» **The task**
Render every line of all the records below as a numbered list, and omit any blank lines.

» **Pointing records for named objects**

* Start *

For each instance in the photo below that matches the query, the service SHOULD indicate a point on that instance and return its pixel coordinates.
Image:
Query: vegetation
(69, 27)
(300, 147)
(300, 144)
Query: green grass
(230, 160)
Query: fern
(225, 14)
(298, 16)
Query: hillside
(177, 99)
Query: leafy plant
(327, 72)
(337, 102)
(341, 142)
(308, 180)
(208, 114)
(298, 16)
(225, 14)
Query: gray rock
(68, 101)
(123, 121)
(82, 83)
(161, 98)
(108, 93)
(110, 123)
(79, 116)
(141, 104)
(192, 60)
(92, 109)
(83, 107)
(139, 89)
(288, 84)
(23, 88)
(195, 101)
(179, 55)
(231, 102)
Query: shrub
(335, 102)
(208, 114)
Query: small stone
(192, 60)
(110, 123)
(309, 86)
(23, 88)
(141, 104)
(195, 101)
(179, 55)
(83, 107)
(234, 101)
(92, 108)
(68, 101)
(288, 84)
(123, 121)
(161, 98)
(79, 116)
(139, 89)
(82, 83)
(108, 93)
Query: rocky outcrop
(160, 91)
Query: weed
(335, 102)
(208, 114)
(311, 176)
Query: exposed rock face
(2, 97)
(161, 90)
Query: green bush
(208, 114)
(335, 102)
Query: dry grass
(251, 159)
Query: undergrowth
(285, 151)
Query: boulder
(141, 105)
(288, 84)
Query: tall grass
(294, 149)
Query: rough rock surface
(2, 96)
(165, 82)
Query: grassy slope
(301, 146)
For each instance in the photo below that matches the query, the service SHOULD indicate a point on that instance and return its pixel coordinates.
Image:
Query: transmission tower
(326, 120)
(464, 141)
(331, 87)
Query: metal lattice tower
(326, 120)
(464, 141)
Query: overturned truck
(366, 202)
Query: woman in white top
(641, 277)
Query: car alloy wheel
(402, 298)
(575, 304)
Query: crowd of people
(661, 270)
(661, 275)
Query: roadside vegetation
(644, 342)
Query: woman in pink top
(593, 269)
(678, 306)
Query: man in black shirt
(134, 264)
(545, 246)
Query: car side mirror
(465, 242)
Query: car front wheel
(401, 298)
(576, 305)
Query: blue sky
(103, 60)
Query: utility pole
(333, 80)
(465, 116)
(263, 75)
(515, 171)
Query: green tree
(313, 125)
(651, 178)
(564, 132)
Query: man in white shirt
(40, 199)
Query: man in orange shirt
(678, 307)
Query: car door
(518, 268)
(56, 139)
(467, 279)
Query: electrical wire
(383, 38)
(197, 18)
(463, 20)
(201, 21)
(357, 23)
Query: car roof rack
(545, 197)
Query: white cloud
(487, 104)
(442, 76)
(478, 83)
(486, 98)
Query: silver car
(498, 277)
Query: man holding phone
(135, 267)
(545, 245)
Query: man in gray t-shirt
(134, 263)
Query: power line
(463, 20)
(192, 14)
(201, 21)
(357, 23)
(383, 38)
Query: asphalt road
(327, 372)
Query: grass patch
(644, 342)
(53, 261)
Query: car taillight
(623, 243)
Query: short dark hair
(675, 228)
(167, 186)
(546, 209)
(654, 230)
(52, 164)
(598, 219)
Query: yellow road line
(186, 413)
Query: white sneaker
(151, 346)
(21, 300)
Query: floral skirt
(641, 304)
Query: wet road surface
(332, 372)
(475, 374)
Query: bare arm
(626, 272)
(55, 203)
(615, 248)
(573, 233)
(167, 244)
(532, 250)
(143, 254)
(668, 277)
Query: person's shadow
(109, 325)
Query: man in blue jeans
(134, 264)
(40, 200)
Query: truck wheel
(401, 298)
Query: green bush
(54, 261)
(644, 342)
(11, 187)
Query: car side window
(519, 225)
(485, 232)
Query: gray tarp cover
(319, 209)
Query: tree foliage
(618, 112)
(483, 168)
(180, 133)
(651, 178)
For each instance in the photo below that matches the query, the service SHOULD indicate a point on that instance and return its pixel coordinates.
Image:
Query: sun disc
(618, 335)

* End *

» **Finished task**
1. For each instance in the photo below that matches the query, the service SHOULD indicate a point on that instance and return its pixel coordinates.
2. Image:
3. Query: vegetation
4. (69, 27)
5. (300, 147)
6. (300, 144)
7. Query: green grass
8. (230, 160)
9. Query: fern
10. (225, 14)
11. (298, 16)
12. Query: hillside
13. (177, 99)
14. Query: leafy plant
15. (327, 72)
16. (337, 102)
17. (341, 142)
18. (308, 180)
19. (208, 114)
20. (298, 16)
21. (225, 14)
22. Query: gray rock
23. (68, 101)
24. (123, 121)
25. (82, 83)
26. (161, 98)
27. (108, 93)
28. (110, 123)
29. (79, 116)
30. (141, 104)
31. (192, 60)
32. (92, 109)
33. (83, 107)
34. (139, 89)
35. (288, 84)
36. (23, 88)
37. (195, 101)
38. (179, 55)
39. (231, 102)
40. Query: shrub
41. (335, 102)
42. (208, 114)
43. Query: small stone
44. (192, 60)
45. (110, 123)
46. (309, 86)
47. (23, 88)
48. (141, 104)
49. (195, 101)
50. (179, 55)
51. (83, 107)
52. (234, 101)
53. (92, 108)
54. (68, 101)
55. (288, 84)
56. (123, 121)
57. (161, 98)
58. (79, 116)
59. (139, 89)
60. (82, 83)
61. (108, 93)
62. Query: rocky outcrop
63. (160, 91)
64. Query: weed
65. (335, 102)
66. (208, 114)
67. (311, 176)
68. Query: exposed rock face
69. (2, 97)
70. (161, 90)
71. Query: green bush
72. (208, 114)
73. (335, 102)
74. Query: dry grass
75. (251, 159)
76. Query: undergrowth
77. (285, 151)
78. Query: boulder
79. (141, 105)
80. (288, 84)
81. Query: tall grass
82. (294, 149)
83. Query: rough rock surface
84. (2, 96)
85. (165, 82)
86. Query: grassy slope
87. (301, 146)
88. For each instance in the photo below that matches the query, the service SHOULD indicate a point on that instance and return its pixel coordinates.
89. Image:
90. Query: transmission tower
91. (326, 120)
92. (464, 141)
93. (331, 87)
94. Query: metal lattice tower
95. (326, 120)
96. (464, 141)
97. Query: overturned truck
98. (366, 202)
99. Query: woman in white top
100. (641, 277)
101. Query: car alloy wheel
102. (402, 298)
103. (575, 304)
104. Query: crowd of people
105. (661, 270)
106. (661, 275)
107. Query: roadside vegetation
108. (644, 342)
109. Query: woman in pink top
110. (593, 269)
111. (678, 306)
112. Query: man in black shirt
113. (134, 264)
114. (545, 246)
115. Query: car side mirror
116. (465, 242)
117. Query: car front wheel
118. (401, 298)
119. (576, 305)
120. Query: blue sky
121. (103, 60)
122. Query: utility pole
123. (333, 80)
124. (465, 116)
125. (263, 75)
126. (515, 171)
127. Query: green tree
128. (313, 125)
129. (651, 178)
130. (564, 132)
131. Query: man in white shirt
132. (40, 199)
133. Query: man in orange shirt
134. (678, 307)
135. Query: car door
136. (518, 268)
137. (56, 139)
138. (467, 279)
139. Query: electrical wire
140. (383, 38)
141. (197, 18)
142. (463, 20)
143. (201, 21)
144. (357, 23)
145. Query: car roof rack
146. (545, 197)
147. Query: white cloud
148. (487, 104)
149. (442, 76)
150. (478, 83)
151. (486, 98)
152. Query: silver car
153. (498, 277)
154. Query: man holding phone
155. (135, 267)
156. (545, 245)
157. Query: man in gray t-shirt
158. (134, 263)
159. Query: power line
160. (463, 20)
161. (192, 14)
162. (201, 21)
163. (357, 23)
164. (383, 38)
165. Query: asphalt road
166. (327, 372)
167. Query: grass patch
168. (644, 342)
169. (53, 261)
170. Query: car taillight
171. (623, 243)
172. Query: short dark hair
173. (675, 228)
174. (167, 186)
175. (546, 209)
176. (654, 230)
177. (52, 164)
178. (598, 219)
179. Query: yellow road line
180. (186, 413)
181. Query: white sneaker
182. (151, 346)
183. (21, 300)
184. Query: floral skirt
185. (641, 304)
186. Query: wet road surface
187. (332, 372)
188. (475, 374)
189. Query: bare arm
190. (626, 272)
191. (55, 203)
192. (615, 248)
193. (573, 233)
194. (167, 244)
195. (532, 250)
196. (143, 254)
197. (668, 277)
198. Query: person's shadow
199. (109, 325)
200. Query: man in blue jeans
201. (134, 264)
202. (40, 200)
203. Query: truck wheel
204. (401, 298)
205. Query: green bush
206. (54, 261)
207. (644, 342)
208. (11, 187)
209. Query: car side window
210. (519, 225)
211. (485, 232)
212. Query: gray tarp cover
213. (319, 209)
214. Query: tree foliage
215. (618, 112)
216. (483, 168)
217. (180, 133)
218. (651, 178)
219. For each instance in the photo below that matches the query, the service SHOULD indicate a point on that instance and return its pixel coordinates.
220. Image:
221. Query: sun disc
222. (618, 335)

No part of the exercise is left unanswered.